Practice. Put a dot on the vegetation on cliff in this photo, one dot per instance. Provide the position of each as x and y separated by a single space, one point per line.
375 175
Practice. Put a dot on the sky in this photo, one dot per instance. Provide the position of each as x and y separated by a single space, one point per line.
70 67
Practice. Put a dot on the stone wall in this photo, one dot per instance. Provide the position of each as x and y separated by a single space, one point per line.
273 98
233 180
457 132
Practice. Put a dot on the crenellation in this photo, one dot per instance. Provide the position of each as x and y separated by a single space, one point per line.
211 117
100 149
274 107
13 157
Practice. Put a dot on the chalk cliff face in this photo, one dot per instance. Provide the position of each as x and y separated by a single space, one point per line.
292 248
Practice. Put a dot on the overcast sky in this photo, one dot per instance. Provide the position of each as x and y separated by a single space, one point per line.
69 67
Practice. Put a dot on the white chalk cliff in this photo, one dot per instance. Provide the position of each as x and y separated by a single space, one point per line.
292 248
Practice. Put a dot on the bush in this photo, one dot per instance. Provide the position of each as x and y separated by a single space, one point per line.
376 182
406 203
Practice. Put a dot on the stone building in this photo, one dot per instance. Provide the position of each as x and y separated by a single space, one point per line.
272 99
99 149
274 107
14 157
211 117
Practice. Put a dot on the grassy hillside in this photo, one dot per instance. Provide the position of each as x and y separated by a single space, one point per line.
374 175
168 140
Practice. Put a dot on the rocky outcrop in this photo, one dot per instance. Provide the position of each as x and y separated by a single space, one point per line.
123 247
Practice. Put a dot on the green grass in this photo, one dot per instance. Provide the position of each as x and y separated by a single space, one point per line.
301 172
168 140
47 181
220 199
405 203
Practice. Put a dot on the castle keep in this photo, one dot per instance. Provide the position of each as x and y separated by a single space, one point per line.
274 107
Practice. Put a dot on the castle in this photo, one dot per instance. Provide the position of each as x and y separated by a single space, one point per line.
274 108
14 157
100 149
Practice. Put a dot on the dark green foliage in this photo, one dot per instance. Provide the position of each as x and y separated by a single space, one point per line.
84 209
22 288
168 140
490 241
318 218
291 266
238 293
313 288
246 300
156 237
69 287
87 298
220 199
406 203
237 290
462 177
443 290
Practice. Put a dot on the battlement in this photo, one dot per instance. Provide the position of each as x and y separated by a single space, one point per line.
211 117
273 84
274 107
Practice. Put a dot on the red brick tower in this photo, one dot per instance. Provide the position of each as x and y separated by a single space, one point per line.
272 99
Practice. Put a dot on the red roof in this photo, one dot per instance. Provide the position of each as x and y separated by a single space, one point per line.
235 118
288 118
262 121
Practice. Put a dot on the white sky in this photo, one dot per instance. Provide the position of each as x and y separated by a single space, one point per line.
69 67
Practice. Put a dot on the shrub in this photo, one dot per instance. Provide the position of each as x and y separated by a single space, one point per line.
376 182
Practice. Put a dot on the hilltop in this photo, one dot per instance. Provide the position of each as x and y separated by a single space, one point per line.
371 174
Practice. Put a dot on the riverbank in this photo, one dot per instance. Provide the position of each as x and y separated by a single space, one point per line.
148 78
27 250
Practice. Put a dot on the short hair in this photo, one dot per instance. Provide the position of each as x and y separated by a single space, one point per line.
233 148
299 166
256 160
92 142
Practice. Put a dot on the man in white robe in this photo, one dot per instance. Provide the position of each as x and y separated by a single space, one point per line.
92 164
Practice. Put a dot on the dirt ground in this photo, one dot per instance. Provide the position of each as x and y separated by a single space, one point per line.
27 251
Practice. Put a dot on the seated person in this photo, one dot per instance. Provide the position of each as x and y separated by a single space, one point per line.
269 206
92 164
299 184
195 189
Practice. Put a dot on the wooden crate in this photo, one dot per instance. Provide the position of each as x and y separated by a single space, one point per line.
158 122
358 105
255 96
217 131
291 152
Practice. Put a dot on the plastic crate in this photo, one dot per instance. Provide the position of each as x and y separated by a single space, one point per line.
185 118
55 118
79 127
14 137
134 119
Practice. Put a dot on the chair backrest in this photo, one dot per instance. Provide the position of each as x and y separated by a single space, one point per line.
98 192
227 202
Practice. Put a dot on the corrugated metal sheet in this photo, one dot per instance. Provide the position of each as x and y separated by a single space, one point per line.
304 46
+-------+
> _Problem to solve_
Set down the listing above in full, please, exactly as it appears.

> _Solution to this task_
Practice. Put a dot on the vegetation on cliff in this photo, one dot per instance. Provide the position of each as x and y separated by a single space, one point per line.
375 175
Practice. Put a dot on the sky in this photo, one dot per instance. Provide the position of each as x and y separated by a single space, one point per line.
70 67
Practice. Put a dot on the stone wall in this photo, one dot per instance. Provide the position of each as x and y separated by a single space, one point per line.
273 98
233 180
457 132
Practice. Put a dot on the crenellation in this photo, one dot per instance. Provide the position of each as x and y separated by a single space, one point per line.
211 117
100 149
274 107
13 157
Practice. Put a dot on the chalk cliff face in this photo, one dot per instance. Provide the position of each as x and y separated by a single space, one point per line.
292 248
Practice. Put a dot on the overcast sky in this photo, one dot per instance. Provide the position of each as x and y separated by a single space, one point per line.
69 67
Practice. Put a dot on the white chalk cliff in this photo, one dot per instance. Provide the position of each as x and y separated by a single space, one point per line.
292 248
Practice. Put a dot on the bush in this photo, one dot per instance. Provide the position of each as x and y separated by a single space, one point per line.
376 182
406 203
Practice. Put a dot on the stone building in this photo, one dot per instance. Provide the position of each as x and y separated by a single space, one point per line.
272 99
99 149
274 107
14 157
211 117
Practice. Put a dot on the grassy hillside in this photo, one dot per instance. Provide the position of each as x and y separated by a single space, one point per line.
374 175
168 140
Practice. Put a dot on the rocky outcrop in this photo, one dot per instance. Provide the position of each as x and y separated by a single space, one point per line.
123 247
Practice. Put a dot on the green grass in this photo, one dot per instance. Provide the position of each as x and y separated by a single space, one point per line.
301 172
168 140
47 181
220 199
405 203
Practice. Put a dot on the castle keep in this photo, one dot per instance. Provide the position of each as x and y separated by a single space, one point per line.
274 107
Practice. Put a dot on the castle in this photo, one dot per instance. Provide the position of each as x and y separated by a single space, one point per line.
274 108
14 157
100 149
Practice. Put a dot on the dark green foliage in this photo, one dot per instance. Provide the position of each as x and y separated by a single space, one point per line.
84 209
22 288
168 140
490 241
318 218
291 266
238 293
313 288
246 300
156 237
69 287
87 298
220 199
406 203
237 290
462 177
443 290
Practice. Put a dot on the battlement in this photo, one dot per instance. Provide the position of each as x and y separated by a single space, one point per line.
211 117
273 84
274 107
Practice. Put a dot on the red brick tower in this photo, one dot per instance. Provide the position of each as x and y separated by a single space, one point per line.
272 99
Practice. Put a dot on the red roof in this photo, one dot per instance. Provide the position of each as x and y separated by a single space, one point per line.
235 118
288 118
262 121
Practice. Put a dot on the white sky in this photo, one dot per instance. Provide the position of each as x and y separated by a single space, one point per line.
69 67
Practice. Put a dot on the shrub in this photo, one dot per instance. Provide the position of each as x and y separated by a single space, one point per line.
376 182
Practice. Put a dot on the hilltop in this photo, one dot per instance. Provide the position of each as x and y separated by a single space, one point per line.
371 174
Practice. Put a dot on the riverbank in this photo, one dot per instance. Provide the position of each as x and y separated by a single space, one point per line.
148 78
27 250
Practice. Put a dot on the short hair in this photo, one dot per instance. Provide the position of each as x and y separated by a single space, one point per line.
233 148
299 166
256 160
92 142
Practice. Put a dot on the man in white robe in this photo, one dot per instance. Provide the position of each as x and y separated by a single space, one point per line.
92 164
Practice. Put a dot on the dirt ground in this photo, one dot per instance. Provide the position of each as x and y separated by a single space, one point per line.
27 251
Practice. Put a dot on the seated person in this photo, one dot per instance. Provide the position of each as x and y separated by a single space, one point per line.
269 206
92 164
299 184
195 189
Practice. Put a dot on the wooden crate in this photo, one dot per instance. Provide the position of each as x and y separated by a single space, one point per line.
158 122
358 105
255 96
217 131
291 152
Practice. Put a dot on the plastic crate in this photo, one dot per instance. Provide the position of each as x and y separated by a single space, one point per line.
185 118
55 118
79 127
14 137
134 119
Practice. Put a dot on the chair backrest in this photo, one dot per instance. Provide the position of each as x and y separated by a single space, one point per line.
98 192
227 202
Practice. Put a dot on the corrugated metal sheet in this photo, one dot per instance. Provide the position of each as x and y separated by a single space, one point per line.
304 46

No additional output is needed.